Task requirements :: Can you reproduce every one of the rows below word for word, with nothing changed?

── The records ──

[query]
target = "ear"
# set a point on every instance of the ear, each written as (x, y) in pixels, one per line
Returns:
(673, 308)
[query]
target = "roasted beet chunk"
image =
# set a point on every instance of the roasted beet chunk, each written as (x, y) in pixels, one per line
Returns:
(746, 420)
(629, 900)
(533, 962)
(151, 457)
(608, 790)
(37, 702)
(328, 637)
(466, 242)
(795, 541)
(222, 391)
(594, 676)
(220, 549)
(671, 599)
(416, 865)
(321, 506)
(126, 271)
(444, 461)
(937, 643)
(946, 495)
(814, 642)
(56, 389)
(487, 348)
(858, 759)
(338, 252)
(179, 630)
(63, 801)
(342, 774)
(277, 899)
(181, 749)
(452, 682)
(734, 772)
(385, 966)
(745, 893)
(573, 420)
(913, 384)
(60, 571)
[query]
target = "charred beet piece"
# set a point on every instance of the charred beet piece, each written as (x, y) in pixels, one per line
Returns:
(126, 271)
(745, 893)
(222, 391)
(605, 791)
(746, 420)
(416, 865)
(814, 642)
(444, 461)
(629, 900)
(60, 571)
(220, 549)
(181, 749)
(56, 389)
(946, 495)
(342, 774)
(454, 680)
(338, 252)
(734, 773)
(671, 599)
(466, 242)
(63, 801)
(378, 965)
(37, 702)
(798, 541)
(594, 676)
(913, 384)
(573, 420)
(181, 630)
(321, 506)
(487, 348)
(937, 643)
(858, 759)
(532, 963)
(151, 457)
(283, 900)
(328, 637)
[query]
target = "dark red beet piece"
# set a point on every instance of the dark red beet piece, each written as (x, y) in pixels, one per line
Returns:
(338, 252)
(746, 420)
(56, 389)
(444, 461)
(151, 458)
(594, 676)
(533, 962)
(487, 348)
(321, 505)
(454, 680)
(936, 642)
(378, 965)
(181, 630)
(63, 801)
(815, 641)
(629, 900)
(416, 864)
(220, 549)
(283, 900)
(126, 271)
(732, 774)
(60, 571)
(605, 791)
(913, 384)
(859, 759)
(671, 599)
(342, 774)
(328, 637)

───

Problem solution ::
[query]
target = "ear"
# set a point on every instance of the ear, each written as (x, y) in pixels, one per line
Returns:
(673, 308)
[query]
target = "roasted beet chunk"
image =
# set a point on every instance of the roasted beet chunk, each written as (x, y) in pixels, one per line
Returns:
(746, 420)
(629, 900)
(533, 962)
(151, 457)
(608, 790)
(37, 702)
(328, 637)
(466, 242)
(795, 541)
(222, 391)
(594, 676)
(220, 549)
(671, 599)
(416, 865)
(321, 506)
(126, 271)
(444, 461)
(937, 643)
(946, 495)
(814, 642)
(56, 389)
(487, 348)
(858, 759)
(338, 252)
(179, 630)
(63, 801)
(342, 774)
(277, 899)
(181, 749)
(452, 682)
(734, 772)
(385, 966)
(745, 893)
(573, 420)
(913, 384)
(60, 571)
[query]
target = "charred beet piece"
# set a point on every instance of the charred beet piece, each written as (x, y) in pixels, one per line
Returns:
(126, 271)
(745, 893)
(222, 391)
(605, 791)
(746, 420)
(416, 865)
(814, 642)
(444, 461)
(629, 900)
(60, 571)
(220, 549)
(181, 749)
(56, 389)
(946, 495)
(342, 774)
(454, 680)
(338, 252)
(734, 773)
(671, 599)
(466, 242)
(63, 801)
(378, 965)
(37, 702)
(798, 541)
(594, 676)
(913, 384)
(573, 420)
(181, 630)
(321, 506)
(487, 348)
(937, 643)
(858, 759)
(532, 963)
(151, 457)
(283, 900)
(328, 637)
[query]
target = "dark red beet piece"
# set a point on every instance of the dark red beet piece, each written as (x, y) in pixels, one per line
Returns:
(338, 252)
(746, 420)
(56, 389)
(444, 461)
(151, 458)
(594, 676)
(533, 962)
(487, 348)
(321, 505)
(454, 680)
(936, 642)
(378, 965)
(181, 630)
(63, 801)
(815, 641)
(629, 900)
(416, 864)
(220, 549)
(283, 900)
(126, 271)
(732, 774)
(60, 571)
(605, 791)
(913, 384)
(859, 759)
(671, 599)
(342, 774)
(328, 637)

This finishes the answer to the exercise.